Hello all

Loving Abbey 2

Not really a Newbie
Just wanted to say hi. I've a bit occupied with difficult child. Basically, things are still awful. I'm tired. I'm half way through my second read of the explosive child (first time was years ago and I really don't remember reading any of it now). I really don't think anything I do makes a difference with difficult child. The most ironic thing is that time away from her is actually worse. I actually breath for a moment and stop being hypervigilent, and laugh or smile...perhaps even feel good. And then I am back with her and life is awful again. It's lilke why bother trying to enjoy life, I just end up back in the dungeon.

I hope you all are hanging in there! I'm going to try to make an effort be be around again.

Michelle
 

Wiped Out

Well-Known Member
Staff member
Michelle,
Good to "see" you. I"m sorry things are so hard right now. Has she seen the psychiatrist recently for a medication check to make sure she is stable? You sound like you need more frequent breaks for "me" time. I know that is a lot easier said than done. Hugs.
 

LittleDudesMom

Well-Known Member
Michelle,

glad you are back with us. Don't cut yourself short and underestimate your influence on difficult child.

As far as having time away make things worse - try looking at the time she is gone as respite. Don't let your guard down; don't expect things to be better when she returns. Just use the time to recharge and get ready for the next round.

Sometimes it's all in the way you look at it.

Sharon
 

Christy

New Member
Glad to hear from you :) I certainly know how you are feeling. I often feel like we have made no progress with my son. We make progress in one area while other problems get worse. I sometimes wonder if I will ever get to enjoy life in the same way that easy child parents get to live. That being said, I think about how difficult things are for our son, how many experiences he misses out on because he can't keep his emotions under control and I realize just how much he needs us in his corner. It a thankless job at many times but I can't imagine what life for a difficult child would be like without warrior parents like us! Relax and recharge when you can and get readyfor the next round. You can do this and your daughter's life is better because you do!

Tasks to perform:
• a. List the usernames of everyone who posted in the forum thread.
• b. Transcribe the forum thread word for word, starting at "glad you are" and ending at "ready for the next round.".

Saved data entries:
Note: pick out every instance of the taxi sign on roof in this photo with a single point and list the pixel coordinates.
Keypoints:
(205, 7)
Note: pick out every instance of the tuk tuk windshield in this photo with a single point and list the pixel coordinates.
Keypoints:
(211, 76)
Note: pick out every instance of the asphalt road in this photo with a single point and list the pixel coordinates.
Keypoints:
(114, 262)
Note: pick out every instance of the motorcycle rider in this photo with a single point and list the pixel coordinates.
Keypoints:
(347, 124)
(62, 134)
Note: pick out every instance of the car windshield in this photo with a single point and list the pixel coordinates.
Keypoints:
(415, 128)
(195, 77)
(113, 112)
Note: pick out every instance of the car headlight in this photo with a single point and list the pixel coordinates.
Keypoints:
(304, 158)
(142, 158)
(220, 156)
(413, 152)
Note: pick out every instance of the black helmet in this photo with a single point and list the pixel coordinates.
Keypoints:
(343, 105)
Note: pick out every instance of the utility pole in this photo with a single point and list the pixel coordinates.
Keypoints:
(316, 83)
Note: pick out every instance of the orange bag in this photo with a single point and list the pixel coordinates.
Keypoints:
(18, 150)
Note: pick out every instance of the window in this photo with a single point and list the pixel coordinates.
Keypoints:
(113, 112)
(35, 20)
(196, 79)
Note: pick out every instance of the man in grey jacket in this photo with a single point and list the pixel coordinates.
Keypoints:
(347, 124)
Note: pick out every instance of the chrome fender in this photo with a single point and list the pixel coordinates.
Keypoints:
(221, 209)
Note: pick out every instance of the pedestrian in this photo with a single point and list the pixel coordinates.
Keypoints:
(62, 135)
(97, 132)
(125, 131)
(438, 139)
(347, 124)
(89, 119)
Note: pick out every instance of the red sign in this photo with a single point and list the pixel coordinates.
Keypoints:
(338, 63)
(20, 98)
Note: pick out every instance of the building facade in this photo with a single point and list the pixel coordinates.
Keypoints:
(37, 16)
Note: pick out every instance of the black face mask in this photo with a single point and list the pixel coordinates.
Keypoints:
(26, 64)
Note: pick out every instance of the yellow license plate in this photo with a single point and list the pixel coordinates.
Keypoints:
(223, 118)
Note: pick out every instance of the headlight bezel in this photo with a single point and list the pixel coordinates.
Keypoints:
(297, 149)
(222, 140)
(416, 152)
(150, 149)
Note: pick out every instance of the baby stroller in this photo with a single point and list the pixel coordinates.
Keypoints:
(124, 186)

Results of the tasks:
• a. Loving Abbey 2, Wiped Out, LittleDudesMom, Christy

• b.
glad you are back with us. Don't cut yourself short and underestimate your influence on difficult child.

As far as having time away make things worse - try looking at the time she is gone as respite. Don't let your guard down; don't expect things to be better when she returns. Just use the time to recharge and get ready for the next round.